_Work to complete_
Can you write out every line from the start of the records below through the line containing "Target: white t-shirt", leaving out any pictures?
═════ Material to process ═════
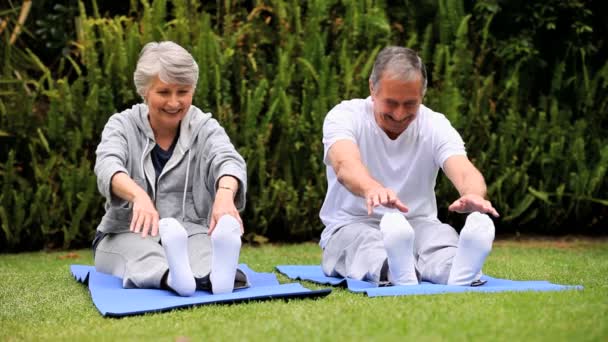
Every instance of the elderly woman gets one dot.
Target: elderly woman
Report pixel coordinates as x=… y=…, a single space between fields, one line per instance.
x=173 y=183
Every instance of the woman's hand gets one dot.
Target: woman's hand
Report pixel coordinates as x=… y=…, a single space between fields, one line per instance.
x=224 y=205
x=145 y=216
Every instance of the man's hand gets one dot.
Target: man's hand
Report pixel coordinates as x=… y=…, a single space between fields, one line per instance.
x=470 y=203
x=223 y=205
x=145 y=216
x=385 y=197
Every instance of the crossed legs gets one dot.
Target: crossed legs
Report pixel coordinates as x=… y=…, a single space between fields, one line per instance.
x=415 y=250
x=180 y=262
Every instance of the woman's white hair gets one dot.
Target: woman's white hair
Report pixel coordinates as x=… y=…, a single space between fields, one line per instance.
x=167 y=60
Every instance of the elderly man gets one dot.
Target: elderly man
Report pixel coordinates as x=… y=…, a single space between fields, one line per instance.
x=383 y=154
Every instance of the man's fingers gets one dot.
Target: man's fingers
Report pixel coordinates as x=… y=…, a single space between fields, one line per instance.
x=402 y=207
x=133 y=221
x=154 y=226
x=139 y=223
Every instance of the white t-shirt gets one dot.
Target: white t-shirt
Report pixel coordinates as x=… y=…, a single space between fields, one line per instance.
x=407 y=165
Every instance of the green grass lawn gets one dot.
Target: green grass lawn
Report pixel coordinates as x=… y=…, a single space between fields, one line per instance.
x=39 y=300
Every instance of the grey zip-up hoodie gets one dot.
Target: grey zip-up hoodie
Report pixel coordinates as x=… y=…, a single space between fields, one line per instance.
x=186 y=187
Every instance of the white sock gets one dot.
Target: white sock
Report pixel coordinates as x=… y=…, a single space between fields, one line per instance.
x=225 y=246
x=398 y=236
x=474 y=245
x=175 y=242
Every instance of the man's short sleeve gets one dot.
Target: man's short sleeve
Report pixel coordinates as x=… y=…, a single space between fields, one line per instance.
x=340 y=124
x=447 y=141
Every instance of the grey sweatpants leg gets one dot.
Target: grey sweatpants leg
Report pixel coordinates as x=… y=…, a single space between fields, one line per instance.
x=357 y=251
x=141 y=262
x=435 y=245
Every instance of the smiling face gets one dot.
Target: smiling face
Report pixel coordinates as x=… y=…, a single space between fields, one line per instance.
x=168 y=103
x=396 y=104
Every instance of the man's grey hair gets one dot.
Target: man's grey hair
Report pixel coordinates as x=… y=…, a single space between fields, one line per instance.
x=398 y=63
x=167 y=60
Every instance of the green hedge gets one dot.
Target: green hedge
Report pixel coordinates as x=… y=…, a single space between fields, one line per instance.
x=269 y=71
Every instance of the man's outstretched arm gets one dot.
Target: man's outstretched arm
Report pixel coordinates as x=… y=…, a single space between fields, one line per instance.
x=470 y=184
x=345 y=158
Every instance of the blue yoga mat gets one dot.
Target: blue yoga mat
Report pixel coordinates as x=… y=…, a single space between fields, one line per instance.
x=316 y=275
x=112 y=300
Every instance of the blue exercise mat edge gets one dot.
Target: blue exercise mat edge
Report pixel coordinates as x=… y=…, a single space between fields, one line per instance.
x=315 y=274
x=111 y=300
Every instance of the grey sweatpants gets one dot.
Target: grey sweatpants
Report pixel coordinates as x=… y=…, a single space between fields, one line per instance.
x=357 y=251
x=141 y=262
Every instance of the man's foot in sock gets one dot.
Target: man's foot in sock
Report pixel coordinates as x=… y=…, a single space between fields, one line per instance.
x=174 y=239
x=226 y=246
x=474 y=245
x=398 y=236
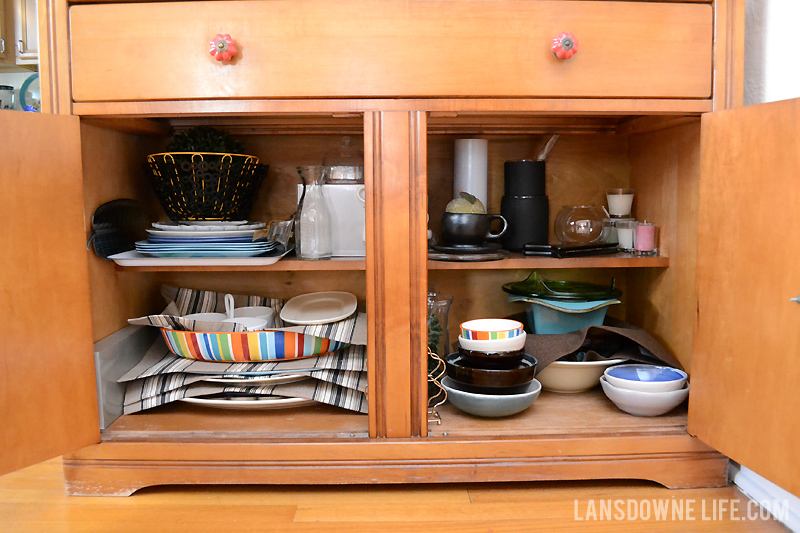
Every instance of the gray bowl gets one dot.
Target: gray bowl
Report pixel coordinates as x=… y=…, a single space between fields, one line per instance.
x=491 y=405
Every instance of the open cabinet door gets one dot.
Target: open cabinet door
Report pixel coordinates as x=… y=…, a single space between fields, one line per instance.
x=48 y=401
x=745 y=399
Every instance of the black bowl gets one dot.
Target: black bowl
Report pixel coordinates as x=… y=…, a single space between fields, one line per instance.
x=492 y=360
x=491 y=380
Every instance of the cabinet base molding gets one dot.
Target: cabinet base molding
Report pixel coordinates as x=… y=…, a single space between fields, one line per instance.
x=95 y=471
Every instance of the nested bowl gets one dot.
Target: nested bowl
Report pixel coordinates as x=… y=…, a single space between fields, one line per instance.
x=485 y=329
x=640 y=403
x=494 y=345
x=247 y=346
x=491 y=359
x=491 y=380
x=646 y=378
x=488 y=405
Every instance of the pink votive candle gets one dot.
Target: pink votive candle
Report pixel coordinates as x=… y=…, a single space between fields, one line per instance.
x=646 y=236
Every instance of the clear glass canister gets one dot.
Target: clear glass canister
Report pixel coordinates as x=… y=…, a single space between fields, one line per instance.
x=313 y=239
x=346 y=164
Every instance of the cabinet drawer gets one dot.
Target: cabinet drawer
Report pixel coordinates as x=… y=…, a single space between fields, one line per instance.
x=371 y=48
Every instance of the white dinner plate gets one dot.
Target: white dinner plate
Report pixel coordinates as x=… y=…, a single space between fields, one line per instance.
x=134 y=259
x=259 y=380
x=319 y=308
x=252 y=402
x=223 y=233
x=202 y=226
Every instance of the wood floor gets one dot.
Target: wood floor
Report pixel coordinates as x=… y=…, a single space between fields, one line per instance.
x=33 y=500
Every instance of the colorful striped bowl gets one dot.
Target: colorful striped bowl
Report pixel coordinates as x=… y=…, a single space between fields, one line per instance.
x=247 y=346
x=486 y=329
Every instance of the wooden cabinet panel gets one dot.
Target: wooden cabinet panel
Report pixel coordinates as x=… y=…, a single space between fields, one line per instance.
x=745 y=367
x=370 y=48
x=48 y=396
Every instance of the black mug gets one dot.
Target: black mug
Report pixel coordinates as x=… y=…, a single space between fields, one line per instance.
x=470 y=229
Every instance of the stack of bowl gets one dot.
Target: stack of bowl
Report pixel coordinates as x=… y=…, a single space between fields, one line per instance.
x=554 y=307
x=645 y=390
x=490 y=375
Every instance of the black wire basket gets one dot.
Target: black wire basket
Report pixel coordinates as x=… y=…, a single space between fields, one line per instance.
x=206 y=186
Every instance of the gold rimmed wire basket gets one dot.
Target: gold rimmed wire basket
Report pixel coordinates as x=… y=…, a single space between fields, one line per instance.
x=206 y=185
x=439 y=396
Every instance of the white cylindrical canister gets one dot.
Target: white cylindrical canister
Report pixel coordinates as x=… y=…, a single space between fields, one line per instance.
x=471 y=168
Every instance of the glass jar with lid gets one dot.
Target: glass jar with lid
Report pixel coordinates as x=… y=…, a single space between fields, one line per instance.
x=346 y=164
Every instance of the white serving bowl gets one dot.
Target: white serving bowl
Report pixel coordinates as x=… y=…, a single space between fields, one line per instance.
x=640 y=403
x=646 y=378
x=494 y=345
x=573 y=376
x=491 y=405
x=206 y=317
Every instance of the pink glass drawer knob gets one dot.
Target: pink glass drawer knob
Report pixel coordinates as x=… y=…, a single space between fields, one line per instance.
x=223 y=47
x=565 y=45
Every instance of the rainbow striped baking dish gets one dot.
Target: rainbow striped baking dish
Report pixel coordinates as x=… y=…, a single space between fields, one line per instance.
x=247 y=346
x=485 y=329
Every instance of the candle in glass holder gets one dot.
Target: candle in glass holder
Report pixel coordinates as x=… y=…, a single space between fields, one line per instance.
x=626 y=230
x=646 y=242
x=620 y=202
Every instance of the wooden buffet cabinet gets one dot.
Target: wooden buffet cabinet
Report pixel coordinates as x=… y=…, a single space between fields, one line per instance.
x=408 y=78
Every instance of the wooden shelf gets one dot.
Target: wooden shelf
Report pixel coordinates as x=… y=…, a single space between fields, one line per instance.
x=584 y=414
x=181 y=422
x=519 y=261
x=287 y=264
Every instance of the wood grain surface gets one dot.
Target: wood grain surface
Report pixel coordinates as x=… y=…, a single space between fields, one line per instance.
x=368 y=48
x=745 y=368
x=48 y=402
x=33 y=500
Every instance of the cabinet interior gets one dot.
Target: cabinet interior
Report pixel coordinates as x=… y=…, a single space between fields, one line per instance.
x=658 y=156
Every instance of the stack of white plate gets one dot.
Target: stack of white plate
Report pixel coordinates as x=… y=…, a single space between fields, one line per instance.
x=204 y=239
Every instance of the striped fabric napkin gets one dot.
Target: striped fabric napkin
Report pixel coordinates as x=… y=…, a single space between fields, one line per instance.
x=338 y=379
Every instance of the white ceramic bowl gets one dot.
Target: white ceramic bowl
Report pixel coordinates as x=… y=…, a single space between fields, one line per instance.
x=640 y=403
x=206 y=317
x=256 y=311
x=646 y=378
x=573 y=376
x=249 y=323
x=491 y=405
x=491 y=329
x=494 y=345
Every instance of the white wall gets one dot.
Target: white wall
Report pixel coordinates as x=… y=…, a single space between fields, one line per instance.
x=772 y=71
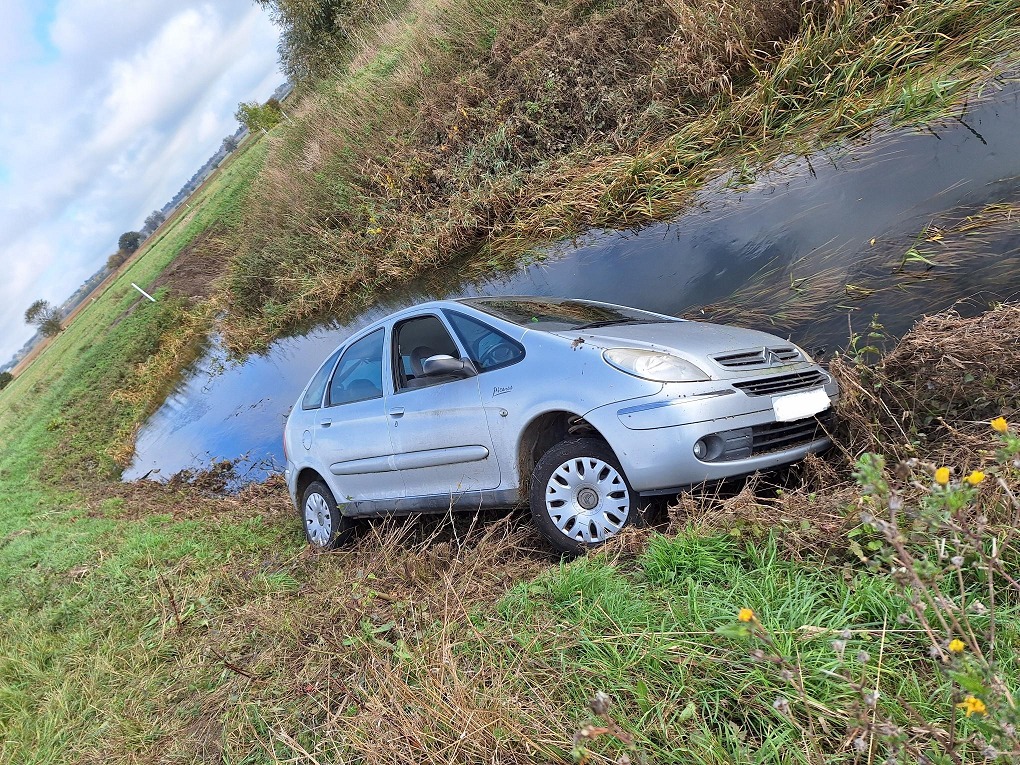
═════
_Answer section_
Every instance of the elderly woman gets one dot.
Target: elderly woman
Report pixel coordinates as x=… y=…, a single space between fields, one line per instance.
x=173 y=183
Every instance of the woman's hand gets one dot.
Target: woman's hand
Report pixel coordinates as x=… y=…, a single space between fields, one line per instance.
x=224 y=205
x=145 y=216
Every instance of the man's hand gets one dot.
Target: man's hand
Report pixel coordinates as x=… y=…, a single space between fields, one line per instance.
x=470 y=203
x=223 y=205
x=145 y=216
x=385 y=197
Every instance of the crossed legs gets one dot.
Target: crossed legs
Report pixel coordinates as x=… y=…, a single space between fields, one line per instance.
x=415 y=250
x=180 y=262
Every instance of the woman's white hair gets one dot.
Target: woman's white hair
Report pixel coordinates as x=… y=…, a single space between fields, one line per instance.
x=167 y=60
Every instance of the elderly man gets one dot.
Target: elderly man
Report pixel coordinates as x=… y=…, a single space between fields, one line per instance.
x=383 y=154
Every instance of the man's fingers gets one dot.
Target: man's fingers
Report pixel coordinates as x=… y=…, a single space between fields, one line per instance.
x=402 y=207
x=133 y=221
x=154 y=226
x=139 y=223
Every instance of the white t-shirt gets one dot.
Target: white t-shirt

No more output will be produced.